■ **WHAT TO PRODUCE**
Lines below containing the word "peak" should be copied out.

■ **EXTRACTED ENTRIES**

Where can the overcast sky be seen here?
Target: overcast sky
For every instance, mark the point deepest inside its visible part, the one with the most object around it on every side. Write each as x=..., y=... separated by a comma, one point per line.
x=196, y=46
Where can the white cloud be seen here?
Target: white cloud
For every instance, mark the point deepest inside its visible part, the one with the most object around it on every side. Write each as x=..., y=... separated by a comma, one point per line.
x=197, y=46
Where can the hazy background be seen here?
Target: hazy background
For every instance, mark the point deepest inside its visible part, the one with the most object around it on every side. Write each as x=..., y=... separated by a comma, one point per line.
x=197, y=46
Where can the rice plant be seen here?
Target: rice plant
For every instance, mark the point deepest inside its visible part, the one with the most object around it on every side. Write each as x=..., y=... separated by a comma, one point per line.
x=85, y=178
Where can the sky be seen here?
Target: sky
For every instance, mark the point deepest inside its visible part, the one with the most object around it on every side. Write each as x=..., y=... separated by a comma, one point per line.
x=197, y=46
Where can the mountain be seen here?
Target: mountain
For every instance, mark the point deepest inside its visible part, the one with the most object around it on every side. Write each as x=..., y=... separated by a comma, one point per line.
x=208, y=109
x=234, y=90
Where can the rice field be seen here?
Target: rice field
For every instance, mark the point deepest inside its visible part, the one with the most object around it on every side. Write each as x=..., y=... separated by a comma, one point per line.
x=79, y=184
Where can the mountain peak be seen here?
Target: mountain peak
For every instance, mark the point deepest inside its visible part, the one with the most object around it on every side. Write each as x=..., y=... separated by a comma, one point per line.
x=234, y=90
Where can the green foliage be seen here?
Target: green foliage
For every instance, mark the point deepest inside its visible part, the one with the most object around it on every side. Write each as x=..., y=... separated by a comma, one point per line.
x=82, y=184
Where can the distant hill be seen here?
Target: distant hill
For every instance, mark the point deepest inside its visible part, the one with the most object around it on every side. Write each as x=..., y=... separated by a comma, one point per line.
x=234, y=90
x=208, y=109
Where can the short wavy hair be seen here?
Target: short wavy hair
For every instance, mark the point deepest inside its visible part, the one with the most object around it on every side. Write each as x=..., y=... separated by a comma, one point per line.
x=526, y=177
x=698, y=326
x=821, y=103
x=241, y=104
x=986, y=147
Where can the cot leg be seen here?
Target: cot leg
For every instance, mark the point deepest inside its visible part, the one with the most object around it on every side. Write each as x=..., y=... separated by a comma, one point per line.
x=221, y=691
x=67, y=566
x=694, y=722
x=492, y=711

■ **ANSWER SPACE**
Where can the mountain peak be seen here?
Target: mountain peak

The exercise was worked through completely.